W czwartek o godz. 18 msza święta dla wszystkich kibiców z Trójmiasta na Lechii!

Czwartek, godz. 18, stadion Lechii przy ul. Traugutta w Gdańsku. Kibice z całego Trójmiasta spotkają się na mszy świętej i pomodlą wspólnie w intencji Jana Pawła II. Obok siebie staną fani Lechii Gdańsk, Arki Gdynia oraz wielu innych klubów

Msza kibiców za duszę Ojca Świętego będzie dobrym krokiem do pojednania i załagodzenia sporów, ale przede wszystkim będzie doskonałą okazją do wspólnej modlitwy fanów wszystkich drużyn z Pomorza. Podobnie było w poniedziałek w Krakowie, gdzie podczas mszy św. modlili się kibice Cracovii, Wisły Kraków i wielu innych klubów z całej Polski.

- Nie wiem, czy taka inicjatywa pomoże rozwiązać problem niezgody kibiców, bo trudno w tej chwili powiedzieć, jakie są relacje między fanami Arki i Lechii. Nasze drużyny już dawno ze sobą nie grały, nasze drogi się mijają - zauważył prezes gdyńskiego klubu Jacek Milewski. - Msza w intencji Papieża to jednak świetny pomysł, choć nie wiązałbym jej z problemem antagonizmów między kibicami.

Z inicjatywą odprawienia mszy na stadionie przy ul. Traugutta w Gdańsku wyszedł Tadeusz Duffek, prezes Stowarzyszenia Kibiców Lechii Biało-Zieloni. Wyznaczył termin: czwartek o godz. 18.

> _Wymagania zadania_:
Kontynuuj tekst o mszy dla kibiców z Trójmiasta na stadionie Lechii, zaczynając zaraz po jego ostatnim zdaniu.

> _Dostarczone materiały_:
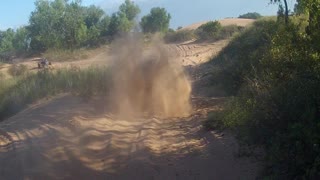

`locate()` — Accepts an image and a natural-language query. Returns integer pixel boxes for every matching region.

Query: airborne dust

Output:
[107,36,191,118]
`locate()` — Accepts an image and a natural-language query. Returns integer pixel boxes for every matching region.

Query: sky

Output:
[0,0,295,30]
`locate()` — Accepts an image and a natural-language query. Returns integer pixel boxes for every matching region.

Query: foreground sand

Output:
[0,19,261,180]
[0,95,259,180]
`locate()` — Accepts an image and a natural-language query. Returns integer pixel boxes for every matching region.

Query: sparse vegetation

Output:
[140,7,171,33]
[205,3,320,179]
[239,12,262,19]
[8,64,28,76]
[195,21,243,40]
[0,67,110,120]
[164,30,196,43]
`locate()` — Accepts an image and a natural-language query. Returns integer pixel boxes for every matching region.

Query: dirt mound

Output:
[111,36,191,118]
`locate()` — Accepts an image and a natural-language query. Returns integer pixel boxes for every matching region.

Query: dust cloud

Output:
[110,36,191,118]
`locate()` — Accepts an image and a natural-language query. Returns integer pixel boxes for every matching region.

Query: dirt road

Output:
[0,34,261,180]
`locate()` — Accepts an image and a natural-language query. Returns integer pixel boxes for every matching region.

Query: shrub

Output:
[8,64,28,76]
[196,21,222,40]
[206,17,320,179]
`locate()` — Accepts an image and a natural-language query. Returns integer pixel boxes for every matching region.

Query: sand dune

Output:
[0,19,261,180]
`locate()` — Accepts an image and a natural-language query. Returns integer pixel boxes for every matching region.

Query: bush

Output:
[206,17,320,179]
[8,64,28,76]
[196,21,243,40]
[196,21,222,40]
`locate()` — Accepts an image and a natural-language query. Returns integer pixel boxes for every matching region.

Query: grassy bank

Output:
[0,67,110,120]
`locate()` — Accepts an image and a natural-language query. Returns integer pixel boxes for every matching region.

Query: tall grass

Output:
[0,67,110,120]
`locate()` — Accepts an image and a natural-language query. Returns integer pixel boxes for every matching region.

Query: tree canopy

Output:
[140,7,171,33]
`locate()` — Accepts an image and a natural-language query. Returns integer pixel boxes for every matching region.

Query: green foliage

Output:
[206,13,320,179]
[8,64,28,76]
[164,30,195,43]
[196,21,222,40]
[239,12,262,19]
[196,21,243,40]
[119,0,140,22]
[140,7,171,33]
[211,20,278,95]
[0,67,110,120]
[0,28,14,52]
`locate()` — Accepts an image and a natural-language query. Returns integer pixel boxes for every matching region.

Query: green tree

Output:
[0,28,15,52]
[27,0,66,51]
[12,27,29,53]
[140,7,171,33]
[270,0,289,24]
[84,5,105,28]
[63,1,87,49]
[119,0,140,21]
[239,12,262,19]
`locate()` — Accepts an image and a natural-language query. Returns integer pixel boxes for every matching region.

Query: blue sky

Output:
[0,0,295,30]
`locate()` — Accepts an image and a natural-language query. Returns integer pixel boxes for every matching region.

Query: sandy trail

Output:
[0,95,258,179]
[0,34,261,180]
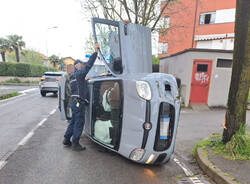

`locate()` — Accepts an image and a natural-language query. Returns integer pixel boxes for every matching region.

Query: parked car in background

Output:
[39,72,65,97]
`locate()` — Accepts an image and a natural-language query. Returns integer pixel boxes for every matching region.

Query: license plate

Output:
[160,115,170,140]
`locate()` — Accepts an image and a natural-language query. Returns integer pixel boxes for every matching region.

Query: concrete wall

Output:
[160,51,232,106]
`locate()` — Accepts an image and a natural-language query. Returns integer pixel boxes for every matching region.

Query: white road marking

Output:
[0,109,56,170]
[0,88,38,106]
[173,157,204,184]
[50,109,56,115]
[0,93,26,103]
[0,161,7,170]
[37,118,47,128]
[19,88,38,93]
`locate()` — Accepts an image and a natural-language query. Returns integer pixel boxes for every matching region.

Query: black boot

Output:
[72,143,86,151]
[63,138,72,146]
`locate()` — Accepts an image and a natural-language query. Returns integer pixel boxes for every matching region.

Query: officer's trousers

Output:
[64,101,85,144]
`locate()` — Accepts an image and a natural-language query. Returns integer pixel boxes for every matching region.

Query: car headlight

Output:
[136,81,152,100]
[129,148,145,161]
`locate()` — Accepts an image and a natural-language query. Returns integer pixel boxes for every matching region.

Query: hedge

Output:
[0,62,58,77]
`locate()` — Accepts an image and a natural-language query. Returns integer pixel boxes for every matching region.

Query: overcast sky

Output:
[0,0,91,59]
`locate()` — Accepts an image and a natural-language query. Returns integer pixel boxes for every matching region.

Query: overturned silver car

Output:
[59,18,180,165]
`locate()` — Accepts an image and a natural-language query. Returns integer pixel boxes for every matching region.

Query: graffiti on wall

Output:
[194,72,209,84]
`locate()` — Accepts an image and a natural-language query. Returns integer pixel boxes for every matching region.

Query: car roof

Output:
[44,71,65,75]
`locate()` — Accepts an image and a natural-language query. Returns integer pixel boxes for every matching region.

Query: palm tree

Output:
[7,35,25,62]
[0,38,12,62]
[49,55,60,67]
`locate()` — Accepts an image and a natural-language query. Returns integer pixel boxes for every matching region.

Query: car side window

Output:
[95,23,122,74]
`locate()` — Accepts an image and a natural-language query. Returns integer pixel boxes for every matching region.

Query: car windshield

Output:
[87,65,107,78]
[95,23,122,74]
[92,81,122,149]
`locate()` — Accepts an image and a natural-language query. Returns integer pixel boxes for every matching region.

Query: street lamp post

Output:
[46,26,58,71]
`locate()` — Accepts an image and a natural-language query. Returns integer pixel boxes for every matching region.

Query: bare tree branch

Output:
[151,0,171,31]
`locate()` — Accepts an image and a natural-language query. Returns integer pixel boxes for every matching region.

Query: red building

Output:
[158,0,236,58]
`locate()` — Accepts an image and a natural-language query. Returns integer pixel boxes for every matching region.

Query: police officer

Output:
[63,44,99,151]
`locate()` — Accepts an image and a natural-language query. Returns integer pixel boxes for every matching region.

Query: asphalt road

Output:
[0,86,250,184]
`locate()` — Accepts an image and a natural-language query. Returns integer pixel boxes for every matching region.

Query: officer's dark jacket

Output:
[69,52,97,101]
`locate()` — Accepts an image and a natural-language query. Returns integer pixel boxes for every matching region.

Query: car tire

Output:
[40,91,46,97]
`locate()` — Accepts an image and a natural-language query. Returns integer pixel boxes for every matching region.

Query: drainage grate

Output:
[177,178,192,184]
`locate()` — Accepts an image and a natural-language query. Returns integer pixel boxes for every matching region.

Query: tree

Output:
[223,0,250,143]
[49,55,61,67]
[0,38,12,62]
[84,34,95,54]
[7,35,25,62]
[6,49,44,65]
[82,0,175,31]
[152,55,160,65]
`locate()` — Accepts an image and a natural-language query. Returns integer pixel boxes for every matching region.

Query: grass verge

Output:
[0,91,18,100]
[192,126,250,160]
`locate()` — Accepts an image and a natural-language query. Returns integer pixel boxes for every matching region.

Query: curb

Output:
[195,148,239,184]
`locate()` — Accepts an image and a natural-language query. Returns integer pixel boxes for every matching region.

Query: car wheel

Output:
[153,157,171,166]
[41,91,46,97]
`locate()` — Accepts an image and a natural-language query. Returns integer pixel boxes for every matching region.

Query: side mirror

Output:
[175,77,181,89]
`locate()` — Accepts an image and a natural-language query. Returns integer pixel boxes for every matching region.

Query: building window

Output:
[197,64,208,72]
[216,59,233,68]
[200,12,216,24]
[158,42,168,54]
[163,17,170,29]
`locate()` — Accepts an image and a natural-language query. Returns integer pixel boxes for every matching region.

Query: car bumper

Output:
[39,82,58,92]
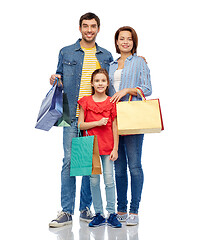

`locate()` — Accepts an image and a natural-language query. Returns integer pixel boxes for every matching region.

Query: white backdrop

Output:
[0,0,199,240]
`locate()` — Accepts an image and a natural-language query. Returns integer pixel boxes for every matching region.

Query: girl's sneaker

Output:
[117,214,128,222]
[126,214,139,226]
[49,211,72,228]
[107,213,122,228]
[88,213,106,227]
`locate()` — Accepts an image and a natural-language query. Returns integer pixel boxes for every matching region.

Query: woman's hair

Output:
[79,12,100,28]
[91,68,110,95]
[115,26,138,54]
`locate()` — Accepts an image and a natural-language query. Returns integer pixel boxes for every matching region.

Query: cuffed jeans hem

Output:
[62,209,74,215]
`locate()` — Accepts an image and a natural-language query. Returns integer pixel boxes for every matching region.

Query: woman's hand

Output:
[98,118,109,126]
[110,88,128,103]
[109,149,118,161]
[50,74,63,86]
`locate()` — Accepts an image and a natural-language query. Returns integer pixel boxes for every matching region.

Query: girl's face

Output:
[117,31,133,53]
[91,73,108,93]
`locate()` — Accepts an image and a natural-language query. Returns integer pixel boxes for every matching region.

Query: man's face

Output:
[79,18,100,43]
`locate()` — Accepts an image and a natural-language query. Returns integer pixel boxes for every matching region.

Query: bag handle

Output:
[78,122,89,137]
[129,87,146,102]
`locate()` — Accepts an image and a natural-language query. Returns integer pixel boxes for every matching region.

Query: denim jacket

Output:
[109,54,152,101]
[56,39,113,122]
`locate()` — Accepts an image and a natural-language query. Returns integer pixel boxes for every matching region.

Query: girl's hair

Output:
[79,12,100,28]
[91,68,110,95]
[115,26,138,54]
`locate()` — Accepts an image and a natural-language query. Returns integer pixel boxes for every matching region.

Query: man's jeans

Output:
[90,155,115,214]
[115,134,144,213]
[61,119,92,214]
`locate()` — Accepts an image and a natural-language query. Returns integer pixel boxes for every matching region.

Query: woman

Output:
[109,27,152,225]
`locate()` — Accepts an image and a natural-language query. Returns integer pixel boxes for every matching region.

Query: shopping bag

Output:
[35,79,63,131]
[70,131,102,176]
[116,88,164,135]
[55,92,71,127]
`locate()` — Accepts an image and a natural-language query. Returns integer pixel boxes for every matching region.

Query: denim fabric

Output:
[115,134,144,213]
[109,54,152,101]
[56,39,113,121]
[90,155,115,214]
[61,119,92,214]
[56,39,113,214]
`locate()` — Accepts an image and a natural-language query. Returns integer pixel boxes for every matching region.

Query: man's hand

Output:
[50,74,62,86]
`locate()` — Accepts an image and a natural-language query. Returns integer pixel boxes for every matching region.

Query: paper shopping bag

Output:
[35,79,63,131]
[117,88,164,135]
[70,136,102,176]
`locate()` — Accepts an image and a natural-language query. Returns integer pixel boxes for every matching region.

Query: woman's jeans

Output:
[115,134,144,213]
[61,119,92,214]
[90,155,115,214]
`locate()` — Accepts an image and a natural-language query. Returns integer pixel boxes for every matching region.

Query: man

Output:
[49,13,113,227]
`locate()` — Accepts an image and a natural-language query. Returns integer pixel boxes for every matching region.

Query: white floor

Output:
[50,219,138,240]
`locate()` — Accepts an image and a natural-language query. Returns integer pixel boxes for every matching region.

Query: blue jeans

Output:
[61,119,92,214]
[115,134,144,213]
[90,155,115,214]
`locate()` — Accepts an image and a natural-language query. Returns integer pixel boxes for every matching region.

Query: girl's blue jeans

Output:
[115,134,144,213]
[90,155,115,214]
[61,119,92,214]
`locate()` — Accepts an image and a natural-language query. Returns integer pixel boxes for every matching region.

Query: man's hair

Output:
[115,26,138,54]
[79,12,100,28]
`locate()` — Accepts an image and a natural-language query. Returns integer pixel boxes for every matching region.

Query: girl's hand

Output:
[98,118,108,126]
[50,74,63,86]
[110,88,128,103]
[109,149,118,161]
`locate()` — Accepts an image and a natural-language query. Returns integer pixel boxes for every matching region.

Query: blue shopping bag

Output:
[35,79,63,131]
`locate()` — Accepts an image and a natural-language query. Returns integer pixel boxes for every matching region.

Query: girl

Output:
[78,68,122,228]
[109,27,152,225]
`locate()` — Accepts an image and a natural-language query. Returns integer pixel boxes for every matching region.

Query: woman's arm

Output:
[110,117,119,161]
[110,88,137,103]
[78,105,108,130]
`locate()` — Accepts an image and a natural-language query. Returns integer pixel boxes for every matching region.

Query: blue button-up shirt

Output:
[56,39,113,121]
[109,54,152,101]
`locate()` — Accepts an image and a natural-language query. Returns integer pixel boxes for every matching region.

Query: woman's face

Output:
[117,31,133,53]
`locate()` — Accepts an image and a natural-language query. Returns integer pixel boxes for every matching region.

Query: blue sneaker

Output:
[80,207,93,223]
[49,211,72,228]
[107,213,122,228]
[88,213,106,227]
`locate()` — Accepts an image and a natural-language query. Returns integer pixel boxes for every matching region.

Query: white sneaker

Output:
[126,214,139,226]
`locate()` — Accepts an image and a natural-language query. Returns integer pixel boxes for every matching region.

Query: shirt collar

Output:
[110,53,137,65]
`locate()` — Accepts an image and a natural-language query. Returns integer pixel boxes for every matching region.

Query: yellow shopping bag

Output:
[117,88,164,135]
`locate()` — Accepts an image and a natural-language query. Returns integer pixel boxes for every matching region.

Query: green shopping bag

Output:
[70,131,102,176]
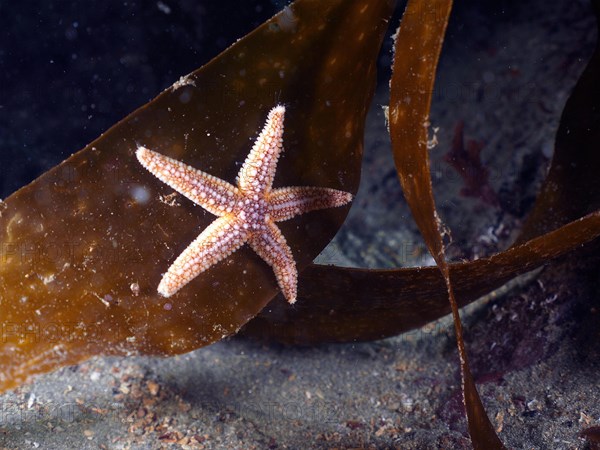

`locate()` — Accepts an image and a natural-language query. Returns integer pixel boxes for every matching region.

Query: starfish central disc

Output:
[136,105,352,303]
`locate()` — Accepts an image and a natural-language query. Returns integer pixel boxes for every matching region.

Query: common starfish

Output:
[136,105,352,303]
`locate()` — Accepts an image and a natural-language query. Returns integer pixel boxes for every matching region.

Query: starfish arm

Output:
[158,217,248,297]
[248,221,298,304]
[237,105,285,194]
[269,186,352,222]
[135,147,238,216]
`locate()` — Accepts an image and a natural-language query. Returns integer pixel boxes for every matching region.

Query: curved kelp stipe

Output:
[0,0,393,390]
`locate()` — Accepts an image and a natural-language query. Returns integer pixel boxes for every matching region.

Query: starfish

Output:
[136,105,352,304]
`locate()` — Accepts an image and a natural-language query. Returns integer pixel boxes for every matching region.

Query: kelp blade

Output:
[0,0,393,390]
[241,212,600,345]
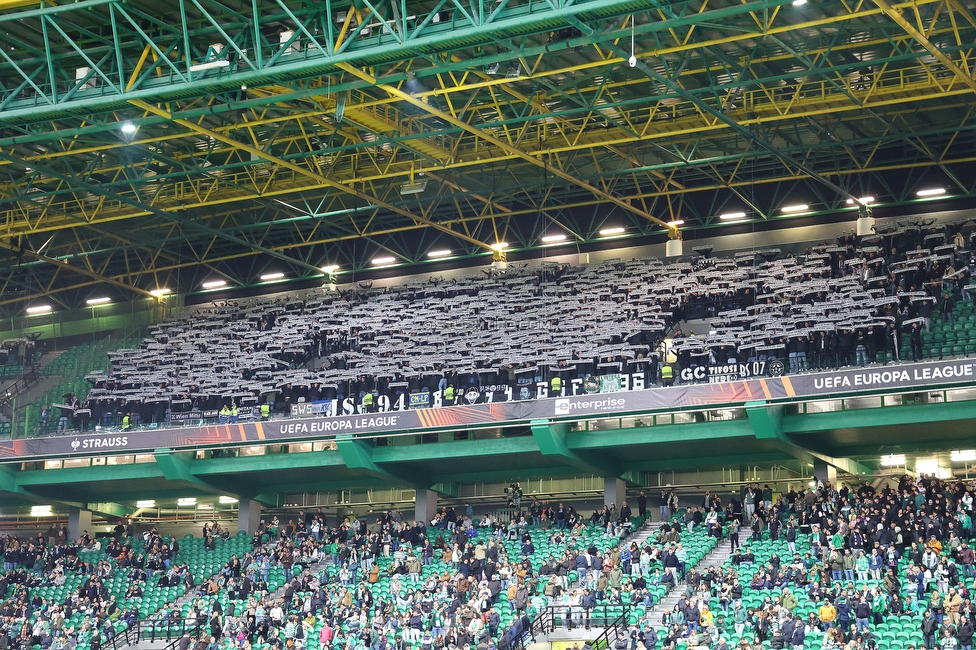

> _W odpowiedzi_:
- Na odprawianie mszy świętej w terenie potrzebna będzie zgoda kurii metropolitarnej w Gdańsku - poinformował nas ksiądz Dariusz Leman, wikariusz w parafii Najświętszej Marii Panny Matki Kościoła w Tczewie, który jest uważany za duszpasterza piłkarskich kibiców na Pomorzu. "Gazeta", która pomaga zorganizować nabożeństwo, zadzwoniła w tej sprawie do księdza Grzegorza Kuzborskiego, kapelana sportowców w diecezji gdańskiej i proboszcza parafii w Gdyni Demptowie. Ksiądz Kuzborski niemal natychmiast skontaktował się z arcybiskupem Tadeuszem Gocłowskim, metropolitą gdańskim, który przebywał wczoraj w Warszawie.

- Ksiądz biskup wyraził zgodę na organizację tej mszy - poinformował nas po południu Kuzborski. - Co więcej, jest szansa, że będzie w niej uczestniczył. W czwartek wieczorem wylatuje co prawda do Rzymu, ale niewykluczone, że zdąży wziąć udział w nabożeństwie kibiców.

- Organizacyjnie jesteśmy przygotowani pod każdym względem, załatwiliśmy nagłośnienie, ołtarz, księża zapewnią nam oprawę liturgiczną. Pozostał jeden problem - ochrona. Nie wiem, czy taką imprezę trzeba zabezpieczać, a jeżeli tak, to my, kibice, nie mamy na to pieniędzy - mówił Duffek.

Wieczorem otrzymaliśmy informację od Adama Wysockiego z firmy Taurus, która zapewnia ochronę na meczach ligowych piłkarzy Lechii. Przedstawiciele jego firmy zabezpieczą porządek na czwartkowej mszy i zrobią to za darmo.

Dzisiaj rozstrzygnie się, jaka będzie oprawa czwartkowego nabożeństwa. - Liczę, że kibice z całego Trójmiasta chętnie stawią się na nabożeństwie, aby pomodlić się za duszę Jana Pawła II, który wiele mówił o sporcie. Zapraszamy również na mszę wszystkich kapłanów, którzy czują się związani ze sportem, nich się ze mną kontaktują - apeluje ksiądz Kuzborski.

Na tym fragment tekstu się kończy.